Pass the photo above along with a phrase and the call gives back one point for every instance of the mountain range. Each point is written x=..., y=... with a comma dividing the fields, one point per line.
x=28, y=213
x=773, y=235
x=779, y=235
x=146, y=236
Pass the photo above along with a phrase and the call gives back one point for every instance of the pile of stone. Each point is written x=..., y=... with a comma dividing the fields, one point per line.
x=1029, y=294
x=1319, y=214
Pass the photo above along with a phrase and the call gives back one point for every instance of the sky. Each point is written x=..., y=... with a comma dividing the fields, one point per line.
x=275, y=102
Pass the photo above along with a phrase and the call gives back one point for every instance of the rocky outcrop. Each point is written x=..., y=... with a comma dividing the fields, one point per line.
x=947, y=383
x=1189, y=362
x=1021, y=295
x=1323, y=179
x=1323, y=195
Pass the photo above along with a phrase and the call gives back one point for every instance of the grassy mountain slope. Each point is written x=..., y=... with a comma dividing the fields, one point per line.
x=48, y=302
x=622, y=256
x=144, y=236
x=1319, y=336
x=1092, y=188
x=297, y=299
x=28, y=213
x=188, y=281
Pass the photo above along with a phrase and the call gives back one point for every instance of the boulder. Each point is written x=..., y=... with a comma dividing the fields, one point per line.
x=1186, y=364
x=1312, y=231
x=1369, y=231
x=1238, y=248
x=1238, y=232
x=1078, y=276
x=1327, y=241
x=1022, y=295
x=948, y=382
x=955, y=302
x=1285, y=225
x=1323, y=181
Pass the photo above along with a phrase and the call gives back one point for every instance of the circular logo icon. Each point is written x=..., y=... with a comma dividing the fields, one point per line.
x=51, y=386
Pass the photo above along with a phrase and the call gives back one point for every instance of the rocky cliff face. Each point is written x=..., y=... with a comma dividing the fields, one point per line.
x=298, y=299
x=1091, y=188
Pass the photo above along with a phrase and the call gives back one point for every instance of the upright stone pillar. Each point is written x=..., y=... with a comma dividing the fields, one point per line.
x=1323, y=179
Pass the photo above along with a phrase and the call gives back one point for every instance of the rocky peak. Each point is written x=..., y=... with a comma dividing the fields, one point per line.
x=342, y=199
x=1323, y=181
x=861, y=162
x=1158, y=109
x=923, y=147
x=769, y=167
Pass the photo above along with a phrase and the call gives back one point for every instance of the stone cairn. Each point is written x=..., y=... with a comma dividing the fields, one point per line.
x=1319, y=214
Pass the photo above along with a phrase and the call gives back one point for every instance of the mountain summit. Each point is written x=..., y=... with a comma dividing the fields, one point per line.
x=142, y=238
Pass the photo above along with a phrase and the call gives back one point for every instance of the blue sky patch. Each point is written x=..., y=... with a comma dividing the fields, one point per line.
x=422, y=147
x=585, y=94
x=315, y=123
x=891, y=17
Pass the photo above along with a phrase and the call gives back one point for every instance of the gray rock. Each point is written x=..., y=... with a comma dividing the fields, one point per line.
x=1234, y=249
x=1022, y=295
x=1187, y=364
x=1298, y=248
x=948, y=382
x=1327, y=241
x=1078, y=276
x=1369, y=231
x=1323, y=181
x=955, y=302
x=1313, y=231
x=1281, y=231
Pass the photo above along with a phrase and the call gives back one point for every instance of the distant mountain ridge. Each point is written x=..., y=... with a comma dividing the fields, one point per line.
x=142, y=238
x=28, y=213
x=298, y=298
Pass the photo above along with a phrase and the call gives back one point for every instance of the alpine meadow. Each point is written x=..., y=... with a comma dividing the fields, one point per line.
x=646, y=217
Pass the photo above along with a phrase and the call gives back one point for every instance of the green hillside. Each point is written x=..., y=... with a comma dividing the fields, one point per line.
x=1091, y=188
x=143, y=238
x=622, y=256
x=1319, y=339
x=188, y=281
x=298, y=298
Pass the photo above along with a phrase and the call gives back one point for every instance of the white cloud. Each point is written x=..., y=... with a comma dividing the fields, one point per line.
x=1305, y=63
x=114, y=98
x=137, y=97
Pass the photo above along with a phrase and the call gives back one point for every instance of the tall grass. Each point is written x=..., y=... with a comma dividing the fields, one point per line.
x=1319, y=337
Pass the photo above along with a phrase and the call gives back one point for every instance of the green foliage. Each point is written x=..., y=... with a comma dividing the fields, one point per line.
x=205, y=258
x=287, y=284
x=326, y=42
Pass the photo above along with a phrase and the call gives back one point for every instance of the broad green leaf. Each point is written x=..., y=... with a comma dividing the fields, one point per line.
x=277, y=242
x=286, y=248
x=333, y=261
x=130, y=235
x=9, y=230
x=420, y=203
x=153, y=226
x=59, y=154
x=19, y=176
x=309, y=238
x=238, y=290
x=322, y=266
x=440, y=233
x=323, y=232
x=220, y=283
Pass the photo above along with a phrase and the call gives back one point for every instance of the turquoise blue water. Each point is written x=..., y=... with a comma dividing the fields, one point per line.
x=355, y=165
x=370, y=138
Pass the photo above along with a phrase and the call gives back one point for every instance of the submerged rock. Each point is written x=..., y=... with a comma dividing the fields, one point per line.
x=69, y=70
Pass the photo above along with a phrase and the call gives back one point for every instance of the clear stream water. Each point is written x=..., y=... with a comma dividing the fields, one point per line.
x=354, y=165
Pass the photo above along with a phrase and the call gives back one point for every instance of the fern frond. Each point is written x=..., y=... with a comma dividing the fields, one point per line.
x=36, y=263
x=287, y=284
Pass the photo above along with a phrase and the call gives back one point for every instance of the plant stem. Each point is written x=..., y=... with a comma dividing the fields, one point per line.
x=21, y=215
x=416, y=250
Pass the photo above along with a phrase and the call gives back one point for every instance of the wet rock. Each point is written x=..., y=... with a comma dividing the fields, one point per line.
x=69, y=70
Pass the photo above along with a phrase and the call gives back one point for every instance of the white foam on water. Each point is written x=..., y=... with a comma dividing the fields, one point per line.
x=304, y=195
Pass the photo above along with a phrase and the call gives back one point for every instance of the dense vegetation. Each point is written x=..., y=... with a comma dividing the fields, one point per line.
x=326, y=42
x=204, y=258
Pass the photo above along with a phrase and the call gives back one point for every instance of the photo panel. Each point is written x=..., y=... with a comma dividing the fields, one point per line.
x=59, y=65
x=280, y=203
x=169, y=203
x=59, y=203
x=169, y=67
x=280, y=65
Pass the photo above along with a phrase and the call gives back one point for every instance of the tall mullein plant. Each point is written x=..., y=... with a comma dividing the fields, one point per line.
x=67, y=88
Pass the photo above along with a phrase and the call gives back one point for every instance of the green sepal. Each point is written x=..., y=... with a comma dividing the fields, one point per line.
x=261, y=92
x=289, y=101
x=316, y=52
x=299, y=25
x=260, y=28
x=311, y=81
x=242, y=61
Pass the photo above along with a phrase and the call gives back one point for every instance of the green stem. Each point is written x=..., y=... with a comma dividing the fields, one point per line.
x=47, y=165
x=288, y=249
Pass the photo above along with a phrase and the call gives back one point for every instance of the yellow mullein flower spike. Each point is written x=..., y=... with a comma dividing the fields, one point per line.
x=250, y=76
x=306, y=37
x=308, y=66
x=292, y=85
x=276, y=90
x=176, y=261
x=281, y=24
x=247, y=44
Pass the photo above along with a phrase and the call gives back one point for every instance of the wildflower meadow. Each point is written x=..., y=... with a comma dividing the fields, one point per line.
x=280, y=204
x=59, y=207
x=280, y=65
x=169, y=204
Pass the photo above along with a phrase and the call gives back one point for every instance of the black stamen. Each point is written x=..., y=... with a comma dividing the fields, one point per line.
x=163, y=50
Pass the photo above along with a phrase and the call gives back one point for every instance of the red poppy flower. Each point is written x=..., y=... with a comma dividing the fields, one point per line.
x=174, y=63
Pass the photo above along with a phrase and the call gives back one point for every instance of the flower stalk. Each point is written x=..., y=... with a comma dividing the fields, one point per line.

━━━

● **EXERCISE DIRECTIONS**: Could you print all of the data above again, line for line, with nothing changed?

● **OUTPUT OF THE TASK**:
Pass the photo above along with a phrase and the call gives back one point for every instance of the mountain range. Each point is written x=..., y=... with a comma dividing the fields, one point per line.
x=28, y=213
x=773, y=235
x=779, y=235
x=146, y=236
Pass the photo above along with a phrase and the call gives back one point for every instance of the pile of stone. Each point is written x=..., y=... with a comma dividing the fields, one point per line.
x=1029, y=294
x=1319, y=214
Pass the photo above along with a phrase and the call gives back one point for every instance of the sky. Each point is written x=..., y=... with a comma dividing the fields, one point per line.
x=275, y=102
Pass the photo above along with a phrase and the call gives back one point for every instance of the rocky outcrop. Each point is written x=..., y=... with a comma dividing the fields, one point per line.
x=947, y=383
x=1189, y=362
x=1021, y=295
x=1323, y=179
x=1323, y=195
Pass the photo above along with a phrase and the call gives back one point for every instance of the grassy mountain slope. Each point is written x=..., y=... with a comma dividing the fields, one point per line.
x=48, y=302
x=622, y=256
x=144, y=236
x=1319, y=336
x=1092, y=188
x=297, y=299
x=28, y=213
x=188, y=281
Pass the photo above along with a phrase and the call gives back one point for every instance of the boulder. Each point is written x=..., y=... with a comma dividing the fields, one point per line.
x=1186, y=364
x=1312, y=231
x=1369, y=231
x=1238, y=248
x=1238, y=232
x=1078, y=276
x=1327, y=241
x=1022, y=295
x=948, y=382
x=955, y=302
x=1285, y=225
x=1323, y=181
Pass the photo above along with a phrase and the call gives back one point for every instance of the circular logo icon. Each point is written x=..., y=... with a comma dividing the fields, one point per line.
x=51, y=386
Pass the photo above along with a phrase and the call gives back one point for every instance of the rocky cliff face. Each point is written x=..., y=... with a comma dividing the fields, one point per line.
x=298, y=299
x=1091, y=188
Pass the photo above along with a phrase and the call gives back one point for every instance of the upright stone pillar. Each point is written x=..., y=... with a comma dividing the fields, one point per line.
x=1323, y=179
Pass the photo above along with a phrase and the call gives back one point for every instance of the rocky peak. Each point is written x=..., y=... with a comma dividing the fields, one point per line.
x=342, y=199
x=1323, y=181
x=861, y=162
x=1158, y=109
x=923, y=147
x=769, y=167
Pass the photo above along with a phrase and the call gives back one point for every instance of the stone cairn. Each point is written x=..., y=... with a comma dividing the fields, one point per line.
x=1319, y=214
Pass the photo above along with a phrase and the call gives back one point for every instance of the mountain summit. Each point is written x=..., y=... with a comma dividing the fields, one point per line.
x=142, y=238
Pass the photo above along with a phrase and the call gives back one point for every instance of the blue sky patch. Each point is written x=..., y=... with a comma dividing the fields, one point per line.
x=422, y=147
x=585, y=94
x=315, y=123
x=891, y=17
Pass the photo above along with a phrase and the call gives back one point for every instance of the gray rock. Each point is written x=..., y=... with a comma dividing the fields, one point per line.
x=1234, y=249
x=1022, y=295
x=1187, y=364
x=1298, y=248
x=948, y=382
x=1327, y=241
x=1078, y=276
x=1369, y=231
x=1323, y=181
x=955, y=302
x=1313, y=231
x=1281, y=231
Pass the photo above along with a phrase and the call gives back one point for every instance of the distant mountain ridge. Each point is written x=..., y=... with a comma dividing the fields, one point per line.
x=142, y=238
x=28, y=213
x=298, y=298
Pass the photo above along with a phrase and the call gives back one point for every instance of the alpine meadow. Each point is written x=..., y=... with a comma dividing the fields, one point per line.
x=646, y=217
Pass the photo above along with a phrase and the call gives back one point for every instance of the green hillside. Each point is written x=..., y=... with a comma dividing the fields, one point per line.
x=1091, y=188
x=143, y=238
x=622, y=256
x=1319, y=339
x=188, y=281
x=298, y=298
Pass the photo above along with a phrase and the call gives back one point for every instance of the white cloud. Each point is written x=..., y=... with a comma dividing the fields, one point per line.
x=1305, y=63
x=114, y=98
x=137, y=97
Pass the photo above along with a phrase and the call gives back one point for every instance of the tall grass. Each point is written x=..., y=... with a comma dividing the fields, one point per line.
x=1319, y=337
Pass the photo above along with a phrase and the call gives back one point for every instance of the green foliage. Each point is written x=..., y=... with a comma dividing the fields, one point per line.
x=205, y=258
x=287, y=284
x=326, y=42
Pass the photo above along with a phrase and the call gives back one point for every instance of the broad green leaf. Each point is written x=..., y=... with a comma dividing the fields, one point per line.
x=277, y=242
x=286, y=248
x=333, y=261
x=130, y=235
x=9, y=230
x=420, y=203
x=153, y=226
x=59, y=154
x=19, y=176
x=309, y=238
x=238, y=290
x=322, y=266
x=440, y=233
x=323, y=232
x=220, y=283
Pass the photo above along with a phrase and the call gives back one point for every instance of the turquoise blue water. Each point is written x=..., y=... with a comma dividing the fields, one point per line.
x=355, y=165
x=370, y=138
Pass the photo above along with a phrase and the call gives back one point for every instance of the submerged rock. Each point is written x=..., y=... with a comma dividing the fields, one point per line.
x=69, y=70
Pass the photo above along with a phrase and the call gives back one point for every instance of the clear stream water. Each point is written x=..., y=... with a comma dividing the fields, one point per line.
x=354, y=165
Pass the photo above along with a phrase and the call gives back one point for every instance of the fern frond. Each point is written x=..., y=... with a comma dividing the fields, one point per line.
x=36, y=263
x=287, y=284
Pass the photo above along with a phrase and the call gives back one point for every instance of the plant stem. Each point is written x=..., y=... with a comma dividing the fields, one point per line.
x=21, y=215
x=416, y=250
Pass the photo above along with a phrase and the call gives back one point for every instance of the wet rock. Each point is written x=..., y=... with a comma dividing the fields, one point per line.
x=69, y=70
Pass the photo above along with a phrase and the call gives back one point for every instance of the white foam on water. Each point is written x=..., y=... with a comma dividing the fields, one point per line.
x=304, y=195
Pass the photo above along with a phrase and the call gives back one point for every instance of the dense vegetation. Each point is written x=..., y=... with a comma dividing the fields, one point per line.
x=326, y=42
x=204, y=258
Pass the photo above along with a phrase and the call gives back one point for every instance of the photo panel. Each point is written x=..., y=... with a comma dividing the fields, one point per line.
x=59, y=65
x=280, y=203
x=169, y=203
x=59, y=203
x=169, y=67
x=280, y=65
Pass the photo above along with a phrase and the call gives back one point for every instance of the tall mullein plant. Each point is written x=..., y=... with a comma dividing the fields, one point per line.
x=67, y=88
Pass the photo above along with a phrase and the call gives back one point for every instance of the green sepal. Each point is written x=..., y=... with a comma dividing the fields, one point per line.
x=261, y=92
x=289, y=101
x=316, y=52
x=299, y=25
x=260, y=28
x=311, y=81
x=242, y=61
Pass the photo above along with a phrase and the call gives back one point for every instance of the green stem. Each point is written x=..., y=... with a comma dividing the fields, one point per line.
x=47, y=165
x=288, y=249
Pass the photo above along with a phrase and the call gives back one point for every instance of the yellow mullein flower spike. Each point is written x=..., y=... with a comma dividing the fields, one point per line.
x=250, y=76
x=306, y=37
x=308, y=66
x=292, y=85
x=276, y=90
x=176, y=261
x=281, y=24
x=247, y=44
Pass the photo above along with a phrase and the call gives back one point for every instance of the wildflower meadow. Each point is written x=..., y=... with a comma dividing the fields, one point per line.
x=280, y=204
x=59, y=207
x=280, y=65
x=169, y=204
Pass the photo above along with a phrase and the call gives back one point for every instance of the black stamen. Each point is written x=..., y=... with a comma dividing the fields, one point per line.
x=163, y=50
Pass the photo above along with a phrase and the call gives back one point for every instance of the red poppy flower. Each point is written x=..., y=... with a comma dividing the fields, one point per line.
x=174, y=63
Pass the photo above along with a phrase and the call gives back one point for every instance of the flower stalk. Each point is written x=..., y=... with a comma dividing the fields, one point per line.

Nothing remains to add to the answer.